### Data records

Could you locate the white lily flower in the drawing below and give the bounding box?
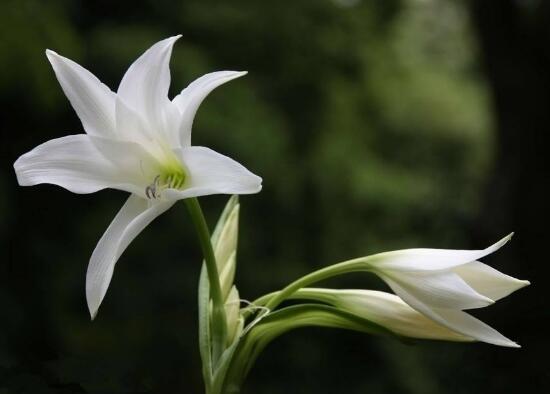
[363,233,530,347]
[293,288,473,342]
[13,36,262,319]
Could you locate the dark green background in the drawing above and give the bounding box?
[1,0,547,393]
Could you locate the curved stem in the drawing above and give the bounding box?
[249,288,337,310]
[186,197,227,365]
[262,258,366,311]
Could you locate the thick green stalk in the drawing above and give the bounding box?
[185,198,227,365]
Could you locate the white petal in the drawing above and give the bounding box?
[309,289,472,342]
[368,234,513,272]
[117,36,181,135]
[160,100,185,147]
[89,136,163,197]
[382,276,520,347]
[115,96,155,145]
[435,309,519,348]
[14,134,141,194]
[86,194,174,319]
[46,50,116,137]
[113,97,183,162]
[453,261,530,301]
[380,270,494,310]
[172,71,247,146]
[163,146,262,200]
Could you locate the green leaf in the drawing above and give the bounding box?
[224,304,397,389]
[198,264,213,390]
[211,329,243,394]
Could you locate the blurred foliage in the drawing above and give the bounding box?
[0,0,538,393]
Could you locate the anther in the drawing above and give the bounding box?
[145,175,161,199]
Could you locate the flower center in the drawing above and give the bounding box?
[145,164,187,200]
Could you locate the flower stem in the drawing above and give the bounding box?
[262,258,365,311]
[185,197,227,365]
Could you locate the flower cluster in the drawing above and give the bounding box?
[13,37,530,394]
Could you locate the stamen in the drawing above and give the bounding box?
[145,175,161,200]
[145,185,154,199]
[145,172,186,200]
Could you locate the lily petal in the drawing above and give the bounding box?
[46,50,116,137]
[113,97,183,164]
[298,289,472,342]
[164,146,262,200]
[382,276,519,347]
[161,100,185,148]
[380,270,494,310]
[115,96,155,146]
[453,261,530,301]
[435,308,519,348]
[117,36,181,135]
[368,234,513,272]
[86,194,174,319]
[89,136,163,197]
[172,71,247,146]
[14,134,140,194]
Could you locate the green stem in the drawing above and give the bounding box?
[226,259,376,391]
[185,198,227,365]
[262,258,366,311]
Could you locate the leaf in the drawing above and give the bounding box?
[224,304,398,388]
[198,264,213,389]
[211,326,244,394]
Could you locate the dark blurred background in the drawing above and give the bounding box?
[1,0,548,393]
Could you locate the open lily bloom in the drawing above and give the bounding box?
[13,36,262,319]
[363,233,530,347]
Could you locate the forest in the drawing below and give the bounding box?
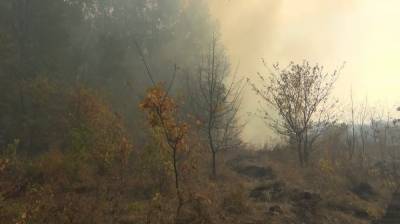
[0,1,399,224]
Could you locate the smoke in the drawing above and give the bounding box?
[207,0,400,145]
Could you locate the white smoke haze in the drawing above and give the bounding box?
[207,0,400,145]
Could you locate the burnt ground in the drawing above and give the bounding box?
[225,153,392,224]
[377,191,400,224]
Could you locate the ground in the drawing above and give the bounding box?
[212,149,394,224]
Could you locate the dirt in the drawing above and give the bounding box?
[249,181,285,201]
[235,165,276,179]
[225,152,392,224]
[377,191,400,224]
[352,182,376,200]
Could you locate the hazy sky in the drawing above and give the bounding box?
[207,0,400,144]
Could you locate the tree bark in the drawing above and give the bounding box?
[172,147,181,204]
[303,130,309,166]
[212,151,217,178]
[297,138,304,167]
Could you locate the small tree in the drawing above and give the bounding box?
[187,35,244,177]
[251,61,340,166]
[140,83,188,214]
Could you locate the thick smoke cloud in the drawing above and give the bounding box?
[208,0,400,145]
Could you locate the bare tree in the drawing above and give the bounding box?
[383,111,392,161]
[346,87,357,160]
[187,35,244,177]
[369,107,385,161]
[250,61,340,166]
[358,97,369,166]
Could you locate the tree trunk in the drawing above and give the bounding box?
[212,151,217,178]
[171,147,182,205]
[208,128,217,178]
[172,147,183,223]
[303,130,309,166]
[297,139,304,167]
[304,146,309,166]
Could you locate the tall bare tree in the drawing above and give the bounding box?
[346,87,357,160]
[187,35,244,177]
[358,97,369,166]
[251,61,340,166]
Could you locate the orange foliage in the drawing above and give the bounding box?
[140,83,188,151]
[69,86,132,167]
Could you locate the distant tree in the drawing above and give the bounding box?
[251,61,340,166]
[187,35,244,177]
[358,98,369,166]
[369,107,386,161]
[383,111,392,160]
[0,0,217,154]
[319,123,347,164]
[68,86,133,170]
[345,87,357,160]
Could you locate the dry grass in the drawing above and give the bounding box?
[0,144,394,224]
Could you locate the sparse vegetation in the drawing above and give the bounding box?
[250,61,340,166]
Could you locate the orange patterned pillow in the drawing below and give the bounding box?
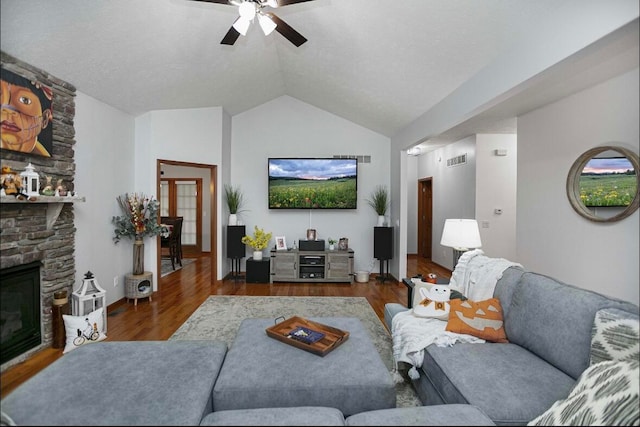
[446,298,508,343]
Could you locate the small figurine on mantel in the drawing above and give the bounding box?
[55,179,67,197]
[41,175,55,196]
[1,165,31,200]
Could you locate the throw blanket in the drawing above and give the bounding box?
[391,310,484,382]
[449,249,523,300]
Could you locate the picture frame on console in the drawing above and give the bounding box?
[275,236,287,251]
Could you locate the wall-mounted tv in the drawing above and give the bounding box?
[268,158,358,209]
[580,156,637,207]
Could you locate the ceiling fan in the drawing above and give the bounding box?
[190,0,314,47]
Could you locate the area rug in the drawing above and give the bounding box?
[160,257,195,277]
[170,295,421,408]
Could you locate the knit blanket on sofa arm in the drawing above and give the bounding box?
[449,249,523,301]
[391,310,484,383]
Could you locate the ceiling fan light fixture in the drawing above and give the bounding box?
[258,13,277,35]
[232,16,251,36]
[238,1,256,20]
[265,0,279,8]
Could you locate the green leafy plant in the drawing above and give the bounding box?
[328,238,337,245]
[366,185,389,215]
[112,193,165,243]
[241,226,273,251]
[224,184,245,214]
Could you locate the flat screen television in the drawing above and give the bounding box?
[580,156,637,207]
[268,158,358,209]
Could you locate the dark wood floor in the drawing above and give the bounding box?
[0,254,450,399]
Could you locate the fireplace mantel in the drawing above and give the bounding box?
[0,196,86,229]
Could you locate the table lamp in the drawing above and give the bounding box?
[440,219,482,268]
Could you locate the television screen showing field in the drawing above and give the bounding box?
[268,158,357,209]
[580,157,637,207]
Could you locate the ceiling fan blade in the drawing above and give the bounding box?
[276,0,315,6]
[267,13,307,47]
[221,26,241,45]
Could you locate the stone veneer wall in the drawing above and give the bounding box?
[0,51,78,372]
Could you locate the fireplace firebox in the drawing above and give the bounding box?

### Problem statement
Each entry above should be given again exactly, with its pictures omitted.

### Written solution
Could you locate the white lily flower in the drawing below and give the bounding box?
[363,233,530,347]
[293,288,473,342]
[13,36,262,319]
Could you locate the dark green background in the drawing above and give the bounding box?
[1,0,547,393]
Could you locate the curved stem in the drawing above and give the bounding box?
[249,288,337,310]
[186,197,227,365]
[262,258,366,311]
Could you locate the thick green stalk in the drawing above and give the bounding box?
[185,198,227,365]
Could you locate the white petal in the drawing above and give the bounding box?
[309,289,472,342]
[368,234,513,272]
[117,36,181,135]
[160,100,185,147]
[89,136,163,197]
[382,276,520,347]
[115,96,155,145]
[435,309,519,348]
[14,134,141,194]
[86,194,174,319]
[46,50,116,137]
[113,97,183,162]
[453,261,530,301]
[380,270,494,310]
[172,71,247,146]
[163,146,262,200]
Could you locate the green leaf in the drawing above and give the bounding box?
[224,304,397,389]
[198,264,213,390]
[211,329,243,394]
Could you locate the blurred foliage in the drawing above and give the bounding box?
[0,0,538,393]
Could you locate the anther in the drawing above and give the bounding box?
[145,175,161,199]
Could you locate the flower center in the drawing above and give the bounding box?
[145,164,187,200]
Could you locate the flower stem in the drawing above and give the bounding box?
[262,258,365,311]
[185,197,227,365]
Could you locate the flower cluster in the drawing above and give the bounding box?
[13,37,530,394]
Could you locate the stamen in the drawing above and give the bounding box?
[145,175,161,200]
[145,185,154,199]
[145,172,186,200]
Could you locate the lily petal in the drawing above and give the bounding box?
[46,50,116,137]
[113,97,183,164]
[298,289,472,342]
[164,146,262,200]
[382,276,519,347]
[161,100,185,148]
[380,270,494,310]
[115,96,155,146]
[453,261,530,301]
[435,308,519,348]
[117,36,181,135]
[368,234,513,272]
[86,194,174,319]
[89,136,163,197]
[172,71,247,146]
[14,134,140,194]
Could you locate the green stem in the drawing above and give the bounding box?
[226,259,376,391]
[185,198,227,365]
[262,258,366,311]
Could you locate the leaf in the drawing above and give the bounding box?
[224,304,398,388]
[198,264,213,389]
[211,326,244,394]
Could you locate the dark blurred background in the drawing above and give the bounding box?
[1,0,548,393]
Could you locate the open lily bloom in the drawing above and give the bounding box?
[13,36,262,319]
[363,233,530,347]
Could you locate the forest in the drawing below and give the bounding box?
[0,1,399,224]
Could you locate the smoke in the drawing above and give the bounding box?
[207,0,400,145]
Could you locate the white smoke haze in the drawing above and give the bounding box?
[207,0,400,145]
Could you locate the burnt ground in the drawing above and give the bounding box?
[225,153,392,224]
[377,191,400,224]
Could you locate the ground in the drawing above and give the bounding box?
[212,149,394,224]
Could you locate the dirt in the drawing above and give the bounding box?
[249,181,285,201]
[235,165,276,179]
[225,152,392,224]
[377,191,400,224]
[352,182,376,200]
Could you locate the hazy sky in the drawing above and give the bounding box?
[207,0,400,144]
Could you locate the tree bark in the drawing above and give the bounding box?
[172,147,181,204]
[303,130,309,166]
[212,151,217,178]
[297,138,304,167]
Could you locate the small tree in the drawing above and give the bounding box?
[187,35,244,177]
[251,61,340,166]
[140,83,188,214]
Could you locate the thick smoke cloud in the drawing above and give the bounding box?
[208,0,400,145]
Could you locate the bare tree in the drawing above and give the bounding box?
[383,111,392,161]
[346,87,357,160]
[187,35,244,177]
[369,107,385,161]
[250,61,340,166]
[358,97,369,166]
Could you locate the tree trunk in the drawing above and give the bounding box?
[212,151,217,178]
[171,147,182,205]
[208,128,217,178]
[172,147,183,223]
[303,130,309,166]
[297,139,304,167]
[304,146,309,166]
Could you locate the tall bare tree in the drawing above and give the bounding box?
[346,87,357,160]
[187,35,244,177]
[358,97,369,166]
[251,61,340,166]
Could you locate the orange foliage in the drawing above and give the bounding box?
[140,83,188,151]
[69,86,132,167]
Could you locate the distant tree in the drawing above and give the bounding box?
[251,61,340,166]
[187,35,244,177]
[358,98,369,166]
[369,107,386,161]
[383,111,392,160]
[0,0,217,154]
[319,123,347,164]
[68,86,133,170]
[345,87,357,160]
Could you locate the dry grass in the drawing above and give the bounding box?
[0,144,394,224]
Could you locate the sparse vegetation in the drawing above and give the bounding box?
[250,61,340,166]
Could you locate the orange patterned pillow in the drawing below and give the bounding box?
[446,298,508,343]
Could you locate the small figurine on mantel in the drawing above and give the bounding box?
[55,179,67,197]
[41,175,55,196]
[1,165,31,200]
Could you locate the throw blanket in the drawing above and give the bounding box?
[391,310,484,382]
[449,249,523,300]
Could you locate the picture frame on console in the drawing above and give the bounding box?
[275,236,287,251]
Could you locate the wall-mounted tv in the drawing above and give the bounding box?
[268,158,358,209]
[580,156,637,207]
Could you locate the ceiling fan in the drawing above and give the bounding box?
[190,0,314,47]
Could you locate the area rug in the drawing above and give the bounding box?
[160,257,195,277]
[170,295,421,408]
Could you locate the knit blanket on sofa arm in the drawing above and give the bounding box?
[449,249,523,301]
[391,310,484,383]
Could you locate the ceiling fan light fixture in the drawing above and give the bounding box?
[258,13,277,35]
[232,16,251,36]
[238,1,256,20]
[265,0,279,8]
Could you locate the green leafy plant in the drawing above and give the bounding box?
[328,238,337,245]
[366,185,389,215]
[112,193,165,243]
[241,226,273,251]
[224,184,245,214]
Could you locate the flat screen television in the drawing above and give the bounding box?
[580,156,637,207]
[268,158,358,209]
Could you locate the dark wood floor in the drawing above and give the bounding box?
[0,254,450,399]
Could you locate the fireplace mantel in the drawing above and give the bounding box?
[0,196,86,229]
Could you locate the table lamp in the drawing above and give the bounding box?
[440,219,482,268]
Could you locate the television screen showing field in the drawing above and give the bounding box?
[268,158,357,209]
[580,157,637,207]
Could you locate the ceiling fan blade in the drawing above and give the bounding box?
[276,0,315,6]
[267,13,307,47]
[221,26,241,45]
Could you locate the stone veneer wall in the drawing above and give the bounding box?
[0,51,78,372]
Could you locate the fireplace firebox in the drawing above and give the bounding box?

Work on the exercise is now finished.